The Courtauld Gallery, London
Until May 29
Peter Doig never tries to create real spaces, only painted spaces, we learn at the beginning of the Courtauld’s exhibition of some of his most recent work, including paintings created since his move from Trinidad to London in 2021.
The same could be said of the greats that have gone before, including the impressionists and post-impressionists hanging in rooms adjacent to the Doig exhibition who are among his more immediate influences.
That they are great is because, if the time and the place are vague, the evocation of mood is highly specific, complex and credible if not literally real.
In Doig’s edgy world, light and, particularly shade, have a crucial role in exploring the strangeness of what it is to be human.
“Night Studio” is what you could interpret as a self-deprecating evocation of Doig’s struggles in the small hours to capture on canvas the creative process. With a shadow behind him and streaks of paint on his clothes, it’s as if he must unravel before he can complete a work.
“Painting on an Island” is another portrayal of nocturnal creativity, but this time, it is moonlit and next to the sea. The romance is marred by the white stone wall that tells us we are on the prison island of Carrera and the inmate artist, whose classical profile recalls ancient traditions of artistry and captivity, is trapped.
Bathing in all kinds of light has long been explored by artists, including Cezanne and the impressionists.
While Doig and fellow painters work through the night, his phosphorescent “Night Bathers” bask in the light of a moon reflected in the sea. Doig is not overtly political, but the unsettling inversion of the thoughtless beach holiday has political resonance in our climate-aware times.

Records –
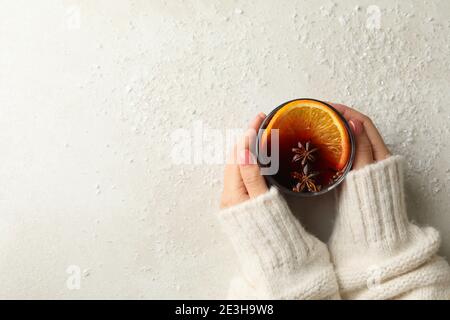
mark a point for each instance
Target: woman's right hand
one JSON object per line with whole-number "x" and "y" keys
{"x": 370, "y": 146}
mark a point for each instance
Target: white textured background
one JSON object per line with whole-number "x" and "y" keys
{"x": 90, "y": 92}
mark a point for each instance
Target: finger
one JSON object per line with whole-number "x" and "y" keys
{"x": 252, "y": 131}
{"x": 251, "y": 175}
{"x": 234, "y": 187}
{"x": 363, "y": 153}
{"x": 379, "y": 148}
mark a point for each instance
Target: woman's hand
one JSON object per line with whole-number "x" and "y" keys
{"x": 370, "y": 146}
{"x": 242, "y": 179}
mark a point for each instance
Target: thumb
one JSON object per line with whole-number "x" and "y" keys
{"x": 250, "y": 172}
{"x": 364, "y": 153}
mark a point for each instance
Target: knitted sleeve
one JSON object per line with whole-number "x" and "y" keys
{"x": 377, "y": 252}
{"x": 278, "y": 258}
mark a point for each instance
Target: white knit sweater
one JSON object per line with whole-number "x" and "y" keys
{"x": 373, "y": 253}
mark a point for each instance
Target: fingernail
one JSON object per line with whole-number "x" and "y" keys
{"x": 246, "y": 158}
{"x": 356, "y": 126}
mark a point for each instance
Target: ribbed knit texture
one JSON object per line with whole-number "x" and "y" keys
{"x": 377, "y": 252}
{"x": 279, "y": 258}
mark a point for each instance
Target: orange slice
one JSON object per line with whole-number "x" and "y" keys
{"x": 308, "y": 120}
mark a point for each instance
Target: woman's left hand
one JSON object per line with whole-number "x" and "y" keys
{"x": 243, "y": 179}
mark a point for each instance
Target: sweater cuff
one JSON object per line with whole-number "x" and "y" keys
{"x": 266, "y": 236}
{"x": 371, "y": 206}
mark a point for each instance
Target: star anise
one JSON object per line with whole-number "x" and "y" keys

Tasks –
• 1. Please restate the paragraph of the Doig exhibition review that begins "“Painting on an Island” is another portrayal" as a short bulleted list, keeping its main facts.
• 2. Answer these questions from the Doig exhibition review:
(a) In what year did Doig move from Trinidad to London?
(b) Until what date does the Courtauld exhibition run?
(c) What marks appear on the figure's clothes in "Night Studio"?
Nothing in the material is needed here.

Answers for the exercise –
• 1.
- "Painting on an Island" also shows creativity at night, this time moonlit and beside the sea.
- A white stone wall marks the setting as the prison island of Carrera, which mars the romance.
- The artist is an inmate and is trapped.
- His classical profile recalls ancient traditions of artistry and captivity.

• 2.
(a) 2021
(b) May 29
(c) Streaks of paint